AIM OF THE TASK –
Which lines below contain the string "trunk"? Pull out each one in full, treating uppercase and lowercase as different.

-- START SUPPLIED MATERIAL --

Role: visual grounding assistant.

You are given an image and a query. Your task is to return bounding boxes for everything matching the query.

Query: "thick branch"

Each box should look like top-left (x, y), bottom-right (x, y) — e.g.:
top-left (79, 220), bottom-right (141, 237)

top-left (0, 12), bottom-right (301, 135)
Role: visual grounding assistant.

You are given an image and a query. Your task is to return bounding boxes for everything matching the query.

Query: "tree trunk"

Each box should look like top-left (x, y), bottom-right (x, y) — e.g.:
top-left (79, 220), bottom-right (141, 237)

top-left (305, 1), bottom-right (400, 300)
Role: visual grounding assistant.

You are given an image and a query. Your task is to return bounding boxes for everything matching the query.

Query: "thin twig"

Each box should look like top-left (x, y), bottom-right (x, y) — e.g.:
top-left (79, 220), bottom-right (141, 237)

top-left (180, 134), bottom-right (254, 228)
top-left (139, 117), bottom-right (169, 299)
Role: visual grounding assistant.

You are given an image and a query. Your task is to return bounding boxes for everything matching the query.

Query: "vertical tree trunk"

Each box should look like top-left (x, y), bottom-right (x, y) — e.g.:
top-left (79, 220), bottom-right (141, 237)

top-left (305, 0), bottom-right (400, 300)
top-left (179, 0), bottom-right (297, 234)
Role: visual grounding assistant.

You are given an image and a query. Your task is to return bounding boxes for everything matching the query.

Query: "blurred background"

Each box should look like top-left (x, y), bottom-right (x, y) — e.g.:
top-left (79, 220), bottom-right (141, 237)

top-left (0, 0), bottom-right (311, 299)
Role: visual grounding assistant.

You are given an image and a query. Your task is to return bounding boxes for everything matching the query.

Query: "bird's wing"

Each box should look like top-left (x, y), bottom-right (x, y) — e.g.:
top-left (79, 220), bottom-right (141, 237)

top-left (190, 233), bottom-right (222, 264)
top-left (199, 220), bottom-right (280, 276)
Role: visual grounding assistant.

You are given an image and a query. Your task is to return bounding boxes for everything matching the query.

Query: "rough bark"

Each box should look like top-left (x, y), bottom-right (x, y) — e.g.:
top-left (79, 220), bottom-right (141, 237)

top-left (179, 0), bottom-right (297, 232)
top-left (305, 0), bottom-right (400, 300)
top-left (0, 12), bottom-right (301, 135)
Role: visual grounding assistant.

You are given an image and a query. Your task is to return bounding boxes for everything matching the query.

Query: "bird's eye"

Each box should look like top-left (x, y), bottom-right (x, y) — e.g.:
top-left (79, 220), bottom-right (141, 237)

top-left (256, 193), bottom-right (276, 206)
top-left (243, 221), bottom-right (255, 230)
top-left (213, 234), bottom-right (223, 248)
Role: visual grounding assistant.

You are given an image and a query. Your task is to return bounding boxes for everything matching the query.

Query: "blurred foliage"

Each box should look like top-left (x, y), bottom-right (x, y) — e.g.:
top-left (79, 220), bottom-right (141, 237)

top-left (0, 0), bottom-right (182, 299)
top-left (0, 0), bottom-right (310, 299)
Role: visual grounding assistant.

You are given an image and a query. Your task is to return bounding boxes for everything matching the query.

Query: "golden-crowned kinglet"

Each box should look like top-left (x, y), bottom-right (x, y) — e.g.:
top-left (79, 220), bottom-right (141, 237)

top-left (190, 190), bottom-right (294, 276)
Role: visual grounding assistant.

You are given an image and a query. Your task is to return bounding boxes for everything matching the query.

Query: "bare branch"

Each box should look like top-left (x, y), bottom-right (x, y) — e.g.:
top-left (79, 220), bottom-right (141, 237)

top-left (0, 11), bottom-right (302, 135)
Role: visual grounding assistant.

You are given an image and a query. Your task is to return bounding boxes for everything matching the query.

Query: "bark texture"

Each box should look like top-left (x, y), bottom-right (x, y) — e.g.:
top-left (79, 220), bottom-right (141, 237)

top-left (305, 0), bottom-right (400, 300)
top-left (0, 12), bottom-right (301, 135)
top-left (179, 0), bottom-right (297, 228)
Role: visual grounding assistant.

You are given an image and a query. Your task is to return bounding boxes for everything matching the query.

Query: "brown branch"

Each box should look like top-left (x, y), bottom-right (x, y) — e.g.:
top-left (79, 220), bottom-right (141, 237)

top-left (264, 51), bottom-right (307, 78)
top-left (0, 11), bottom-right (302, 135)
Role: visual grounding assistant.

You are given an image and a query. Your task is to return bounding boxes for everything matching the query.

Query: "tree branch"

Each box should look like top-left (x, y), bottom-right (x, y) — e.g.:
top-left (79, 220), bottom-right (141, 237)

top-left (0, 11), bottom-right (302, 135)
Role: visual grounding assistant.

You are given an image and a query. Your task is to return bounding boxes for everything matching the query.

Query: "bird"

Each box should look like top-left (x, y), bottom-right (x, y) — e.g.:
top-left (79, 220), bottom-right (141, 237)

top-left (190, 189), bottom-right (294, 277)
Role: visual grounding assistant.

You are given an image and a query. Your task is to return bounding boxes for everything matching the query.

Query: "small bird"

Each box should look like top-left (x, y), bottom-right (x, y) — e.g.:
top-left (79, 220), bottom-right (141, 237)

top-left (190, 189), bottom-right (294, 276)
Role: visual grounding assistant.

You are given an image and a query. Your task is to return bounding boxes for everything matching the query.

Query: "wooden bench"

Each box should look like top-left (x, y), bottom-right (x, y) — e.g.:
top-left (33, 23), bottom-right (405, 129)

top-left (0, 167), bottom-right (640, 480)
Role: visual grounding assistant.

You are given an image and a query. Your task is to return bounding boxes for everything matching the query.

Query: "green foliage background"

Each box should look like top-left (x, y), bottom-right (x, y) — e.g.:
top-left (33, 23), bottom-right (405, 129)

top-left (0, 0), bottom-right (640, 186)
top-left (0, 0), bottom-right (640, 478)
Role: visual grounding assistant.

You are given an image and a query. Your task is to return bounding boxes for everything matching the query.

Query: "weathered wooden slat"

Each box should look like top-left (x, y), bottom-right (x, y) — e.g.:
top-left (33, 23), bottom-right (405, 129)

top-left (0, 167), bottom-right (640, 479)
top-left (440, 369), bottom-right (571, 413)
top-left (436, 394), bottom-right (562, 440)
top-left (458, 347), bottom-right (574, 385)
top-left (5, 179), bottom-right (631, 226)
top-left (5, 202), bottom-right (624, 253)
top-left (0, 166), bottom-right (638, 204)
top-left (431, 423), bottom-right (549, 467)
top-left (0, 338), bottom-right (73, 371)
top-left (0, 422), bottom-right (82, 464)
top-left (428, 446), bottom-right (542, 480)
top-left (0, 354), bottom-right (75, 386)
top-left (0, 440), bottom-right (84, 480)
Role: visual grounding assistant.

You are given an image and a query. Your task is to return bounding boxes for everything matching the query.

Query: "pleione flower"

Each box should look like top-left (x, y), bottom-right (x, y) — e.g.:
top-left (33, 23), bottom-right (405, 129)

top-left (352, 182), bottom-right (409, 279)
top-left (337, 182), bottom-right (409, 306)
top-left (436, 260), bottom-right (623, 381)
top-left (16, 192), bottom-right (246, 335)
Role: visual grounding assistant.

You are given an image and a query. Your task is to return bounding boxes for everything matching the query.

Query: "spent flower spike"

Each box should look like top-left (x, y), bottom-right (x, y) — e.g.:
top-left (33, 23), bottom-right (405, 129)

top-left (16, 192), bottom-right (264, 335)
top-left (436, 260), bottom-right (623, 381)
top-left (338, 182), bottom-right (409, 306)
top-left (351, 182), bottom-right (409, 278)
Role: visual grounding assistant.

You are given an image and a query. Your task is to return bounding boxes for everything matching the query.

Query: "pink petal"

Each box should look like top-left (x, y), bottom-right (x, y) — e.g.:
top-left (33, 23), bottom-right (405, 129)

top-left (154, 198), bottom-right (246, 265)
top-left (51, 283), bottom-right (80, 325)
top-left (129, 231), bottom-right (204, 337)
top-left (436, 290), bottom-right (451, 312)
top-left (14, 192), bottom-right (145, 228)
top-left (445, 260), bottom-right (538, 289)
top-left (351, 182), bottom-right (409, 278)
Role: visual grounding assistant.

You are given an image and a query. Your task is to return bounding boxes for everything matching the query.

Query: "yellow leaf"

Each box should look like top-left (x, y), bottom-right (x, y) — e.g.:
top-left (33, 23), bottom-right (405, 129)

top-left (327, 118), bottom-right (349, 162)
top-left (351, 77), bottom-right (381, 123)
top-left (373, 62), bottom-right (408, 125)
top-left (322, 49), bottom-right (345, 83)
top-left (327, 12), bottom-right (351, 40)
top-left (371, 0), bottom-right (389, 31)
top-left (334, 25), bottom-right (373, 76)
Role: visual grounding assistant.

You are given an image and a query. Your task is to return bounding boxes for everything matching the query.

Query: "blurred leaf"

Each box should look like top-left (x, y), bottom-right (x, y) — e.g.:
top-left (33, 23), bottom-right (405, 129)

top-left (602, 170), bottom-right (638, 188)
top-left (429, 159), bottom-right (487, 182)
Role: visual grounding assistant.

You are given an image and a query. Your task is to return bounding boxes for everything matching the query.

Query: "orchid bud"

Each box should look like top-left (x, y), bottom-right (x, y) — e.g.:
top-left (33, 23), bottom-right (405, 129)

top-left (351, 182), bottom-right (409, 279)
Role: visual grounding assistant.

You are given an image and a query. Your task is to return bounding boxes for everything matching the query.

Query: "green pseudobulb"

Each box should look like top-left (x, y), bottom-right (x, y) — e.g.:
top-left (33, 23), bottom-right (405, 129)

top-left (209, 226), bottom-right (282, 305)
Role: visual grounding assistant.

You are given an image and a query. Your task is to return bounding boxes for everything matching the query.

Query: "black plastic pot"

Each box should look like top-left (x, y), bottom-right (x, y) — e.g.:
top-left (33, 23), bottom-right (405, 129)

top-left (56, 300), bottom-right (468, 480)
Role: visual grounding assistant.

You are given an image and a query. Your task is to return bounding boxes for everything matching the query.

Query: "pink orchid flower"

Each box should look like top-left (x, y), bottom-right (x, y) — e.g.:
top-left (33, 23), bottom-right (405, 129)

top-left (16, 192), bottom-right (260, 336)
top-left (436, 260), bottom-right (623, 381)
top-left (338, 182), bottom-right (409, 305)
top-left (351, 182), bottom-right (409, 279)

-- END SUPPLIED MATERIAL --

SOLUTION TO THIS PROBLEM –
Query: "tree trunk"
Query: "vertical tree trunk"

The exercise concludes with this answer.